Exercise requirements: A word-for-word copy of the data is what's wanted; pictures stay out of it.

--- Source information Enclosed Below ---

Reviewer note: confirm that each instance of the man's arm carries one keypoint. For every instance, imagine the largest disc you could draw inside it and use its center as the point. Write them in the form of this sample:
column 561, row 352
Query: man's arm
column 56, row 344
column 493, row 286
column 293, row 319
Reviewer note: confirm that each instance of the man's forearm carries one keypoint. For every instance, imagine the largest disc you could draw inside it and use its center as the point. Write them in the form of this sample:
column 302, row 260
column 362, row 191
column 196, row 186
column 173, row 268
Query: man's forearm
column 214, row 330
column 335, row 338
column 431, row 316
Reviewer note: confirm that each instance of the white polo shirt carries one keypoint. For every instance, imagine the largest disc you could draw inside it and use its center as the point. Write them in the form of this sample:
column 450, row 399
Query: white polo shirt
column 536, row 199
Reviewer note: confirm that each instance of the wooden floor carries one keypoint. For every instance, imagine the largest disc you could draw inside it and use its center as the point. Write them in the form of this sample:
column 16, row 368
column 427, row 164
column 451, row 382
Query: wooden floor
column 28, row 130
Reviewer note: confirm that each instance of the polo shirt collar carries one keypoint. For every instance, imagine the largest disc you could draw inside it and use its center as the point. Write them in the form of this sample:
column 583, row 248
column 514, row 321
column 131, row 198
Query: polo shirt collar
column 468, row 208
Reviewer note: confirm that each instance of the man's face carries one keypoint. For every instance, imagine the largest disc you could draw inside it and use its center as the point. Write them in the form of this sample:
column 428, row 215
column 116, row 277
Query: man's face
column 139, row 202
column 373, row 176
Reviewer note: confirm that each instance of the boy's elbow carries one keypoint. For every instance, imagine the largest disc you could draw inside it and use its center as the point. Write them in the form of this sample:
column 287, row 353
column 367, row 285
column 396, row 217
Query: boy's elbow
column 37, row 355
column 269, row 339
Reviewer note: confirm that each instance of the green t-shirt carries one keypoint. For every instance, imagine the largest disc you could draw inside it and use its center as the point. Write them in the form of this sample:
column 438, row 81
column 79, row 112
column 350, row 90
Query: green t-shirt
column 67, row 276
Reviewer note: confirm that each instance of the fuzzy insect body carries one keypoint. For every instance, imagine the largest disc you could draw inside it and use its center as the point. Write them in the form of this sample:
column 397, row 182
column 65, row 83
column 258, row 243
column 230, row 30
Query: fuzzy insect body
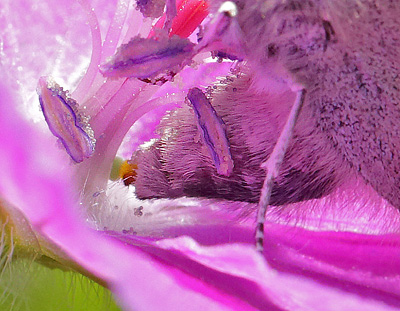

--- End of Enclosed Source information ---

Result for this task:
Reviewer note: confirm that each instance of the man's arm carries one keypoint. For every instance, imagine the largest disc you could draw inside it and use its center as the point. Write them in the form of this sample:
column 561, row 352
Query: man's arm
column 56, row 344
column 493, row 286
column 293, row 319
Reviewer note: confirm that each instance of the man's forearm carries one keypoint. For every instance, imagine the largest disc you could draw inside it and use its center as the point. Write them in the form of this sample:
column 302, row 260
column 362, row 191
column 196, row 186
column 173, row 268
Query: man's forearm
column 214, row 330
column 335, row 338
column 431, row 316
Reviewer note: confirm that each instance of the white polo shirt carries one keypoint. For every instance, imagine the largest disc you could draw inside it and use its center as the point. Write them in the form of this sample:
column 450, row 399
Query: white polo shirt
column 536, row 199
Reviewer note: confirm that each instance of the wooden floor carries one keypoint. For every instance, imagine the largest disc you could draw inside it and use its center as the point. Write them in the form of this sample:
column 16, row 368
column 427, row 164
column 451, row 382
Query: wooden floor
column 28, row 130
Reviewer note: confirm that each instance of the polo shirt collar carries one keypoint. For every instance, imagine the largest disc you could draw inside it and use its center as the point. Write them in the form of this sample:
column 583, row 248
column 514, row 321
column 131, row 198
Query: polo shirt collar
column 468, row 208
Reviewer note: confirm that each instance of the man's face carries one keypoint. For every instance, imagine the largest disc you could draw inside it and use its center as the point. Write them in the form of this sample:
column 428, row 215
column 116, row 277
Query: man's face
column 139, row 202
column 373, row 176
Reviewer note: confirm that each instance of the boy's elbow carries one keypoint. For every instance, imagine the largest disc you could draw inside it and use its center as the point. Write them in the form of this sample:
column 287, row 353
column 367, row 285
column 396, row 217
Query: boy's elbow
column 37, row 355
column 269, row 339
Reviewer note: confirm that each instance of the green t-shirt carries one keypoint. For every instance, imagine the largest disc you could draw inside it and use its center as the point. Write them in the form of this sample:
column 438, row 81
column 79, row 112
column 350, row 90
Query: green t-shirt
column 67, row 276
Reviewer note: confirm that each instance of the fuzzy insect body carries one keypoint. For every instance, imagine the largest disc you could draw inside it and use its center as the point. Write them in the form of this sample:
column 397, row 182
column 65, row 83
column 258, row 243
column 230, row 30
Query: fuzzy insect body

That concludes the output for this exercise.